Exercise text
────────

Inferior STEMI can result from occlusion of any of the three main coronary arteries:
- Dominant right coronary artery (RCA) in 80% of cases
- Dominant left circumflex artery (LCx) in 18%
- Occasionally, a “type III” or “wraparound” left anterior descending artery (LAD), producing the unusual pattern of concomitant inferior and anterior ST elevation.
While both RCA and LCx occlusion may cause infarction of the inferior wall, the precise area of infarction and thus ECG pattern in each case is slightly different:
- The RCA territory covers the medial part of the inferior wall, including the inferior septum. The injury current in RCA occlusion is directed inferiorly and rightward, producing ST elevation in lead III > lead II (as lead III is more rightward facing)
- The LCx territory covers the lateral part of the inferior wall and the left posterobasal area. The injury current in LCx occlusion is directed inferiorly and leftward, producing ST elevation in the lateral leads I and V5-6
These differences allow for electrocardiographic differentiation between RCA and LCx occlusion.
RCA occlusion is suggested by:
- ST elevation in lead III > lead II
- Presence of reciprocal ST depression in lead I
- Signs of right ventricular infarction: STE in V1 and V4R
Circumflex occlusion is suggested by:
- ST elevation in lead II = lead III
- Absence of reciprocal ST depression in lead I
- Signs of lateral infarction: ST elevation in the lateral leads I and aVL or V5-6
Posterior Myocardial Infarction
Posterior Myocardial Infarction
How to spot posterior infarction
As the posterior myocardium is not directly visualised by the standard 12-lead ECG, reciprocal changes of STEMI are sought in the anteroseptal leads V1-3.
Posterior MI is suggested by the following changes in V1-3:
- Horizontal ST depression
- Tall, broad R waves (>30ms)
- Upright T waves
- Dominant R wave (R/S ratio > 1) in V2
In patients presenting with ischaemic symptoms, horizontal ST depression in the anteroseptal leads (V1-3) should raise the suspicion of posterior MI.
Explanation of the ECG changes in V1-3
The anteroseptal leads are directed from the anterior precordium towards the internal surface of the posterior myocardium. Because posterior electrical activity is recorded from the anterior side of the heart, the typical injury pattern of ST elevation and Q waves becomes inverted:
- ST elevation becomes ST depression
- Q waves become R waves
- Terminal T-wave inversion becomes an upright T wave
The progressive development of pathological R waves in posterior infarction (the “Q wave equivalent”) mirrors the development of Q waves in anteroseptal STEMI.
NSTEMI criteria
NSTEMI criteria
Myocardial Ischaemia Background
Non-ST-elevation acute coronary syndrome (NSTEACS) encompasses two main entities:
- Non-ST-elevation myocardial infarction (NSTEMI).
- Unstable angina pectoris (UAP).
The differentiation between these two conditions is usually retrospective, based on the presence/absence of raised cardiac enzymes at 8-12 hours after the onset of chest pain.
Both produce the same spectrum of ECG changes and symptoms and are managed identically in the Emergency Department.
Patterns of Myocardial Ischaemia
Two main ECG patterns associated with NSTEACS:
- ST segment depression
- T wave flattening or inversion
While there are numerous conditions that may simulate myocardial ischaemia (e.g. left ventricular hypertrophy, digoxin effect), dynamic ST segment and T wave changes (i.e. different from baseline ECG or changing over time) are strongly suggestive of myocardial ischaemia.
Other ECG patterns of ischaemia
- Hyperacute (peaked) T waves or pseudonormalisation of previously inverted T waves (i.e. becoming upright) suggest hyperacute STEMI.
- Another, less well-known ECG feature of myocardial ischaemia is U-wave inversion.

────────

Material supplied
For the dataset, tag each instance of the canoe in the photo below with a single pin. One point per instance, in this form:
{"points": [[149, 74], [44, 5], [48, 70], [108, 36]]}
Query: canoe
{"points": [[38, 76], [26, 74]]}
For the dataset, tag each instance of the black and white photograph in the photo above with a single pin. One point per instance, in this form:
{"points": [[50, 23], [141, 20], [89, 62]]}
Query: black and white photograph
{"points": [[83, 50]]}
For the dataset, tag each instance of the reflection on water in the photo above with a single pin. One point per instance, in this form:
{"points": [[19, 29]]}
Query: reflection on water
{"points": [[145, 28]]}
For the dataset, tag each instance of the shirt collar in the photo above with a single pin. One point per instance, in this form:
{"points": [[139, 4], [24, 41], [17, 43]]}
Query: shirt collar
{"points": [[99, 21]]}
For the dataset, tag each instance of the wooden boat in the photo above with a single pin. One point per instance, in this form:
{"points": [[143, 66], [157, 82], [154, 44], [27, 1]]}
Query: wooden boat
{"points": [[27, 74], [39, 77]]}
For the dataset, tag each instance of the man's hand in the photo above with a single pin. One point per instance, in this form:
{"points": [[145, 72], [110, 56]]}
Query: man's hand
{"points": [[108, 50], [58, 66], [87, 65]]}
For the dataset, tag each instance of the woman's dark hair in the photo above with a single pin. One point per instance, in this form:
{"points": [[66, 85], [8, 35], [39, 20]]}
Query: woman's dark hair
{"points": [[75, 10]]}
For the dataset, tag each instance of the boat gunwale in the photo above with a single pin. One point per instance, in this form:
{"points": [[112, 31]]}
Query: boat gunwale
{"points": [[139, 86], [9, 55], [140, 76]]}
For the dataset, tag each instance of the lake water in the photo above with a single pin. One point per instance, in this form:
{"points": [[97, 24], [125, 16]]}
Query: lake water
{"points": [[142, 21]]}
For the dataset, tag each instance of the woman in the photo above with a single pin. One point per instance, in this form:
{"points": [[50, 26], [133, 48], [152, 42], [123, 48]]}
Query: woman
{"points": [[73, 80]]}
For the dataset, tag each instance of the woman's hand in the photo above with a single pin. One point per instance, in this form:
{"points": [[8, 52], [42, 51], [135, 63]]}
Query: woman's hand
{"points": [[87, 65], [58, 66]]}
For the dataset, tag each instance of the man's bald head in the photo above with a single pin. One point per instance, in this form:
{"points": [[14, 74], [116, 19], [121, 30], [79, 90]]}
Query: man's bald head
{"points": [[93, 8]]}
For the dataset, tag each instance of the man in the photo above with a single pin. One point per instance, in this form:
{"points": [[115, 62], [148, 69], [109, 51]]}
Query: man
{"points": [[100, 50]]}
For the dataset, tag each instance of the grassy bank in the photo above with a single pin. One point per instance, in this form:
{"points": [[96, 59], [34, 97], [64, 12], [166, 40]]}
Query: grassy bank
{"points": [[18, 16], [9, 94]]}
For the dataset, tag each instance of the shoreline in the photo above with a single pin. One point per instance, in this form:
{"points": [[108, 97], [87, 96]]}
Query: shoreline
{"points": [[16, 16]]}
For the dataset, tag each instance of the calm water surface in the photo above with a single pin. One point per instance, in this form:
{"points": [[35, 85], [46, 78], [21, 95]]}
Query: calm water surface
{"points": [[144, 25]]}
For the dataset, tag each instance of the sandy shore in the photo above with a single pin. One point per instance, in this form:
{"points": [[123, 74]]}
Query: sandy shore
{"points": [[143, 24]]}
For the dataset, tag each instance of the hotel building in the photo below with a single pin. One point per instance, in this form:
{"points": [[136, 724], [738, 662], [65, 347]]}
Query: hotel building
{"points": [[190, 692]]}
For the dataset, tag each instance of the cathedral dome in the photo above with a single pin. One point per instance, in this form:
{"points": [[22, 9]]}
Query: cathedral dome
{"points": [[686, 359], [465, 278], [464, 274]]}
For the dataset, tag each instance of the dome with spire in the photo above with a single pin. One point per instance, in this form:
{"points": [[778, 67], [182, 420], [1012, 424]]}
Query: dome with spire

────────

Problem requirements
Render this sentence from the text on ECG signs of myocardial infarction in Spanish: "In patients presenting with ischaemic symptoms, horizontal ST depression in the anteroseptal leads (V1-3) should raise the suspicion of posterior MI."

Answer area
En pacientes que presentan síntomas isquémicos, la depresión horizontal del segmento ST en las derivaciones anteroseptales (V1-3) debe hacer sospechar un IM posterior.